§ Text segment
Microsoft HoloLens 2 MR headset (on the right) & Meta Oculus Quest 2 VR headset (on the left)

Thoughts about Rapid Prototyping and Simulations

Alex Anikiev

--

With the rapid pace of business as today, rapid prototyping becomes an extremely effective method to bring your product to the market fast and then iterate on it as necessary, or to deliver on your project on-time with quality. Agile methodology lays a great foundation for both product and project work from the process perspective. The coding part is also becoming increasingly affordable and available, modern devices and services typically come well-equipped with ready-to-use SDKs and samples. From the AI and Data Science perspective there’s also no lack of a world-class first-party managed services or open source capabilities built on proven SOTA (State-of-the-art) approaches. One example is a suite of Cognitive Services available in Microsoft Azure Cloud which includes (but not limited to) Language, Vision, Speech, Decision capabilities. For the convenience of developers, Azure Cognitive Services capabilities have been grouped into respective portals (studios) where the relevant use cases are highlighted:

Azure Cognitive Services — Language Studio: https://language.cognitive.azure.com/

Azure Cognitive Services — Vision Studio: https://preview.vision.azure.com/

Azure Cognitive Services — Speech Studio: https://speech.microsoft.com/portal

Please find more information about Azure Cognitive Services here: https://docs.microsoft.com/en-us/azure/cognitive-services/what-are-cognitive-services

In addition to the highlighted above capabilities, Microsoft Azure Cloud has many more capabilities to offer such as OpenAI (currently in Preview), Cognitive Search, Video Analyzer for Media (fka, Video Indexer), Custom Vision, Azure Machine Learning Studio, etc. All of these are perfect building blocks for rapid prototyping and bringing your solution to life quickly and with confidence.

AI/ML capabilities in the Cloud and on the Edge make it possible to implement various use cases in different industries. One of the areas of rapid growth nowadays is simulations. Simulation may have many faces from simulation of abstract processes (theoretical simulations) to simulation of particular events or object/subject behaviors (practical or applied simulations). Great advancements in XR (eXtended Reality) also contribute to the ability of developers to implement some amazing experiences using simulations (which is going to be a subject of our next article :)).

However, in this article we’ll share our experience implementing a more classic use case of a simulation of events leveraging AI/ML on an example of a classification task based on labelled data. For example, we want to implement a complex system for obtaining and analyzing crowd insights leveraging image classifiers, time-series algorithms, advanced statistical methods, etc. For the image classification part we aim to leverage SOTA Computer Vision approaches with the help of Azure Machine Learning (AML).

In our previous article (here) we’ve already shared our experiences in building image classifiers using Azure Machine Learning (AML) and its awesome AutoML feature. And in this article we’ll further narrow down the scope of our interest to the data, the process of data labelling and generation of synthetic data when it is appropriate.

Dataset entries

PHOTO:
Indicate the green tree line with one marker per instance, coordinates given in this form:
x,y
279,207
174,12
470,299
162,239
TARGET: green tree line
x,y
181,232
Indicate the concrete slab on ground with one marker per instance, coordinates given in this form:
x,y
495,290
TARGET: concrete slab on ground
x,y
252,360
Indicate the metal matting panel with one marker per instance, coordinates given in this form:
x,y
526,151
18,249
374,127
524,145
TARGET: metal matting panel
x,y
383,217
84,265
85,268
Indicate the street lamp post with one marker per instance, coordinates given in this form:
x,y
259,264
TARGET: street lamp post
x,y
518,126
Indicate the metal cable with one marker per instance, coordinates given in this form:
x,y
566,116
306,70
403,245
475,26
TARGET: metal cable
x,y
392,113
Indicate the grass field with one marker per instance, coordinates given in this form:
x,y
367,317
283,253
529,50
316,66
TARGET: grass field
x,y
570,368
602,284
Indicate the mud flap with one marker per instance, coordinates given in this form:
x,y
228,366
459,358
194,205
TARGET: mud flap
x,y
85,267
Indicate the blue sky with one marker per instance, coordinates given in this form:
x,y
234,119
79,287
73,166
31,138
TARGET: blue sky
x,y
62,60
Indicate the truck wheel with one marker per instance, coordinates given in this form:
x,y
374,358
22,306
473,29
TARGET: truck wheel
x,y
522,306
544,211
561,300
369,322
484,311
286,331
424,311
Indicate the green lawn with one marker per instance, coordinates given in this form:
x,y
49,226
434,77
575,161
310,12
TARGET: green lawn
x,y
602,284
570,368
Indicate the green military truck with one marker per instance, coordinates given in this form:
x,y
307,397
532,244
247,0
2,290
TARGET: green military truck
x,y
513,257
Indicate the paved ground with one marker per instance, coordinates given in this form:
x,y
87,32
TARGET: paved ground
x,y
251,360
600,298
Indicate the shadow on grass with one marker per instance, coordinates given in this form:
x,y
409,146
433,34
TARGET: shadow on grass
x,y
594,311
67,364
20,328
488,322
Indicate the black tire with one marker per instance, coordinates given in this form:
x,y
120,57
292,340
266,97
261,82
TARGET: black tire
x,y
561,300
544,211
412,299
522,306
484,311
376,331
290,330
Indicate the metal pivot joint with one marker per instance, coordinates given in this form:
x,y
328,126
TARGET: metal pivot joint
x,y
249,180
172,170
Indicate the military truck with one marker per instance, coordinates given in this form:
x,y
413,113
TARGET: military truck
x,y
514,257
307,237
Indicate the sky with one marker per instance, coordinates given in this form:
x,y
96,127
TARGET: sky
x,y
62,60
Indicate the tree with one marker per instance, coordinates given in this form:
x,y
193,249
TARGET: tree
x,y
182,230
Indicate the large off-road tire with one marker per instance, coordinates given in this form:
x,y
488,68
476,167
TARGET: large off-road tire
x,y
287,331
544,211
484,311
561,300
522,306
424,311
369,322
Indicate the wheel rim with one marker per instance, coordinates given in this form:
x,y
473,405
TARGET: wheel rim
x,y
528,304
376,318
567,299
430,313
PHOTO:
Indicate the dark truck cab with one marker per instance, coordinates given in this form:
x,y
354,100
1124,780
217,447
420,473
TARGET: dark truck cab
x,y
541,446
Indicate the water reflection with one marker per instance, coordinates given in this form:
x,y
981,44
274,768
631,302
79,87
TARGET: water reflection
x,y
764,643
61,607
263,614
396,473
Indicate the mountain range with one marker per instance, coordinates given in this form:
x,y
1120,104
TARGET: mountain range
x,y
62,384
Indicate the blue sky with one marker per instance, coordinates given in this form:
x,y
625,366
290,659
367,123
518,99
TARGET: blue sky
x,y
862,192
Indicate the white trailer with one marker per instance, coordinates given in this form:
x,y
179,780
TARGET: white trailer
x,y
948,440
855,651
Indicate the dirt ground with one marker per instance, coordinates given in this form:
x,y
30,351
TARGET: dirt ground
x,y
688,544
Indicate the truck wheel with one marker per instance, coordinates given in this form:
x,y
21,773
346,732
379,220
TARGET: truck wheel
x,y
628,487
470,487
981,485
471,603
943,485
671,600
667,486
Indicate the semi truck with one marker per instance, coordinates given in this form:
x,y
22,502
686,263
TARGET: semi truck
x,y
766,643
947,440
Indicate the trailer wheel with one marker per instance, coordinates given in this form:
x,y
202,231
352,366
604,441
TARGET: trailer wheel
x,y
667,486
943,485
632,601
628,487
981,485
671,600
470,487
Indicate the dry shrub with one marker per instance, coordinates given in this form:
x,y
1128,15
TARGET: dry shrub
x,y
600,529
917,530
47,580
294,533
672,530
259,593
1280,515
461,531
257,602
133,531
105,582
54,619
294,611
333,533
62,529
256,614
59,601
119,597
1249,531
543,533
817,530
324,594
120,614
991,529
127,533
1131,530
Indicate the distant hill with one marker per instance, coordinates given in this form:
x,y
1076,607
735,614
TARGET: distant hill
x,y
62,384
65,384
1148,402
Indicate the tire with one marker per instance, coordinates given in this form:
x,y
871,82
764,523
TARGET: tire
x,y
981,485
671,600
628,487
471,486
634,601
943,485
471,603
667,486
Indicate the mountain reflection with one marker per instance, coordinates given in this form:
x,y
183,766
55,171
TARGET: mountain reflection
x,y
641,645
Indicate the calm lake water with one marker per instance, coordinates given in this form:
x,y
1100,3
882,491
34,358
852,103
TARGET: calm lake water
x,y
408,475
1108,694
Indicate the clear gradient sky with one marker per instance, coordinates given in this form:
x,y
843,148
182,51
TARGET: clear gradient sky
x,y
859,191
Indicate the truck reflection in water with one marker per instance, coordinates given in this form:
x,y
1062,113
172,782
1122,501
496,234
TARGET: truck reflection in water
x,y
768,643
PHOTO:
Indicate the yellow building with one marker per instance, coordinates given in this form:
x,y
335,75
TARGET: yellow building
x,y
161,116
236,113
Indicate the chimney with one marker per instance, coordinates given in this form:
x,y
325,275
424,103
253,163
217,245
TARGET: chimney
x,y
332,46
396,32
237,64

§ Required action 1
In the rapid prototyping article, why have the Azure Cognitive Services capabilities been grouped into separate portals? Answer in one to three sentences.
§ Required action 2
Answer these questions from the rapid prototyping article:
(a) What was Video Analyzer for Media formerly known as?
(b) What does XR stand for?
(c) Which Azure Machine Learning feature did the previous article use to build image classifiers?

§ Response 1
They were grouped into respective portals (studios) for the convenience of developers. Each studio highlights the relevant use cases.

§ Response 2
(a) Video Indexer
(b) eXtended Reality
(c) AutoML